And we also see pathologies linked to Titan.
Because it's so enormous and central,
mutations in its gene are associated with both severe cardiac conditions, cardiomyopathies, and specific skeletal muscle diseases.
Which is surprising, right?
Because you'd think a mutation in a protein that's everywhere would affect everything equally.
You would, but it seems to highlight this incredible neurons and how structural protein defects manifest depending on the muscle's unique job and loading profile.
And given these are fundamental genetic failures, the therapy is really about support, slowing the loss, symptom relief with corticosteroids, physical therapy.
There's no cure yet.
That's right.
The focus is on management.
OK, so we have the mechanical structure.
But how does the electrical signal, the action potential, which starts on the surface of this massive cell, get deep enough to activate all the hundreds of myofibrils at the same time?
Right.
It's not enough to just activate the outside.
The signal has to go deep and fast.
So how does it do that?
This is the genius of the sarco -tubular system.
It's the internal communication and plumbing network.
It's made of two major parts.
The T -system, or transverse tubules, and the sarcoplasmic reticulum, or SR.
The T -system is the key to that deep penetration.
How is it connected to the surface?
The T -system tubules are direct deep invaginations of the cell membrane itself, the sarcolemma.
They're like tunnels burrowing into the cell.
So they're continuous with the outside membrane.
Exactly.
This structural continuity means that when an action potential propagates along the muscle surface, it dives rapidly and deeply into the muscle fiber, reaching every single myofibril simultaneously.
Which ensures a synchronized, near -instantaneous activation across the whole muscle.
Yes.
And if the T -system delivers the signal, the SR is the storage locker for the trigger, which is calcium.
The sarcoplasmic reticulum.
Right.
It wraps around the myofibrils like a sleeve of lace.
And at the junction between the A and I bands, the enlarged ends of the SR, called the terminal cisterns, they sit right up against the central T -tubule.
And this arrangement has a name, right?
The triad.
The triad.
Two terminal cisterns flanking a central T -tubule.
This triad is the molecular transmission station, is where the fast electrical signal is physically converted into the internal calcium release signal.
Okay, so moving to the electrical characteristics.
Skeletal muscle shares the same basic blueprint as nerve cells, just with some different numbers.
That's right.
The resting membrane potential is quite negative, around minus 90 millivolts.
The action potential itself is very short and fast, lasting only 2 to 4 milliseconds.
And importantly, the absolute refractory period is extremely brief, only 1 to 3 milliseconds.
And that brevity is critical for the muscle's function.
—————
TASKS AND EXERCISES:
1) In the conversation about skeletal muscle, what is the structure called that has two terminal cisterns on either side of a central T-tubule?
2) Please extend the conversation about skeletal muscle, picking up after its final sentence.

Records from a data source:
—————
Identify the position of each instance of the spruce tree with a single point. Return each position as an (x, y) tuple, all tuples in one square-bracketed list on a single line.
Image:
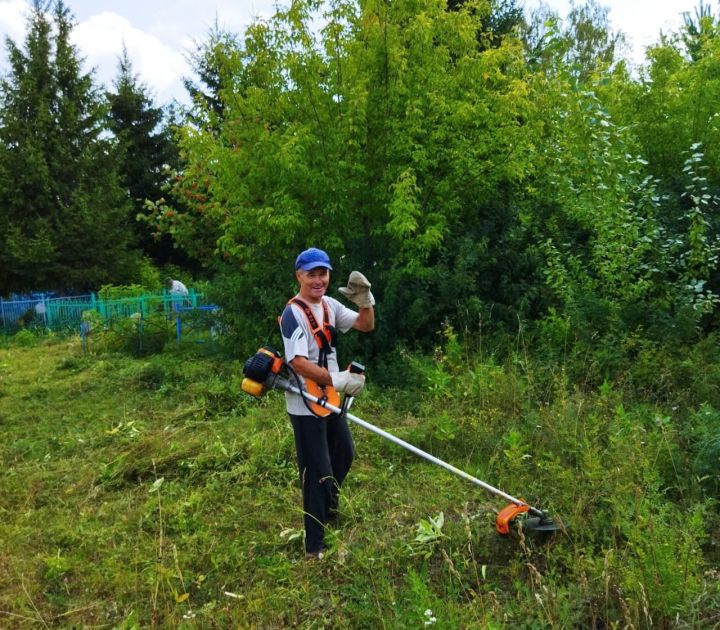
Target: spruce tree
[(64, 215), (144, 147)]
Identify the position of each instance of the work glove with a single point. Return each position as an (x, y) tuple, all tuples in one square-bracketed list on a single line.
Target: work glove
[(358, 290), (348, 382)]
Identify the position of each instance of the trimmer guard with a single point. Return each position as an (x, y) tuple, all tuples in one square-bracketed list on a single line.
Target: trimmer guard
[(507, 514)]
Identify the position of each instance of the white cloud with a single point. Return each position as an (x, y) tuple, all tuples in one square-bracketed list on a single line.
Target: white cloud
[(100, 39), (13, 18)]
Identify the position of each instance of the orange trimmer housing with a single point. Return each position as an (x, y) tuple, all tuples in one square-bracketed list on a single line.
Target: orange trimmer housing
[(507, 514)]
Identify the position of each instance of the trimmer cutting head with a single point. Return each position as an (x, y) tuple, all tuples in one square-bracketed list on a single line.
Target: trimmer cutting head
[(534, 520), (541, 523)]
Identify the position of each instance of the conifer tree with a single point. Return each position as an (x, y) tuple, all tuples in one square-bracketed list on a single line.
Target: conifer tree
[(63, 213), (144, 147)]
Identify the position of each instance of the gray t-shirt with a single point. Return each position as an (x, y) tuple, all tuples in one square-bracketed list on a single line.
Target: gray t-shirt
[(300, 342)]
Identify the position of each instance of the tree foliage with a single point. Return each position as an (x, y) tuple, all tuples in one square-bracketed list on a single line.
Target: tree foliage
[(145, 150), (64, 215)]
—————
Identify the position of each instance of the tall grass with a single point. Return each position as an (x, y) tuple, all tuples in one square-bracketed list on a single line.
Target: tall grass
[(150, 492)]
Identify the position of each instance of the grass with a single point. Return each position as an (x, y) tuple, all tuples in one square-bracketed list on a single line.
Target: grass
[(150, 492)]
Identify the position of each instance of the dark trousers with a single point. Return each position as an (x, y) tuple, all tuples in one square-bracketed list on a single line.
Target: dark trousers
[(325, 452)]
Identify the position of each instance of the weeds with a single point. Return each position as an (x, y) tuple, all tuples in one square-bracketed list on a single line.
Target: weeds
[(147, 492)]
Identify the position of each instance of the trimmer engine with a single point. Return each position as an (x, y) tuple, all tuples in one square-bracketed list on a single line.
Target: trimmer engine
—————
RESPONSE LIST:
1) The triad.

2)
It's the physiological permission slip that allows skeletal muscle to summate forces and enter tetanus.
And the ionic basis is the same as in a neuron.
The same blueprint.
Depolarization is driven by sodium influx, repolarization is driven by a potassium influx.
The concentration gradients are what power the whole thing.
So the action potential arrives via the T -tubules, it triggers a response.
What is the fundamental mechanism of that physical shortening?
The core concept is the sliding filament theory.
Contraction is achieved by the thin filaments sliding over the thick filaments.
And this is a really crucial point.
The filaments themselves, myosin and actin, they do not change length.
They do not change length.
They simply increase their overlap, which causes the Z -lines to move closer together and the entire sarcomere to shorten.
The A -band stays constant, but the I and H -bands shorten dramatically.
We see this mechanical shortening response, which we call muscle twitch, from a single action potential.
But the timing is so important here, because the mechanical response is so much longer than the electrical signal.
That time delay is the time it takes for all of that EC coupling and the subsequent power stroke cycle to happen.
The mechanical twitch starts about 2 milliseconds after depolarization begins and can last anywhere from 7 .5 milliseconds for a fast fiber up to 100 milliseconds for a slow one.
And that time is consumed by this cyclical ATP -dependent rowing motion.
Yes, the power stroke cycle.
And here's what's interesting.
ATP is needed both to power the contraction and to allow the muscle to relax.
Okay, let's walk through the six steps of this molecular rowing motion.
Alright, step one is the resting state.
The myosin head is already cocked, like a loaded spring.
It's already hydrolyzed an ATP molecule into ADP and phosphate, but troponin is holding the brake on.
So it's ready to go, but blocked.
Exactly.
Step two, activation.
Calcium comes in and binds to troponin C.
This pulls a whole troponomyosin complex away, exposing the binding site on actin.
The brake is off.
The brake is off.
Step three, cross -bridge formation.
The cocked myosin head quickly binds to that newly exposed actin site.
ADP and phosphate are released here.
It grips on.
It grips on.
Step four is the power stroke.
The release of that phosphate triggers a massive conformational change in the myosin head.
It bends, pivoting the thin filament about 10 nanometers toward the M line.
This is the fourth generation.
The actual rowing motion.
The row.
Step five, detachment.
This is key.
A new, fresh molecule of ATP binds to the myosin head.
The binding of this new ATP, not its breakdown, is what causes the myosin head to detach from actin.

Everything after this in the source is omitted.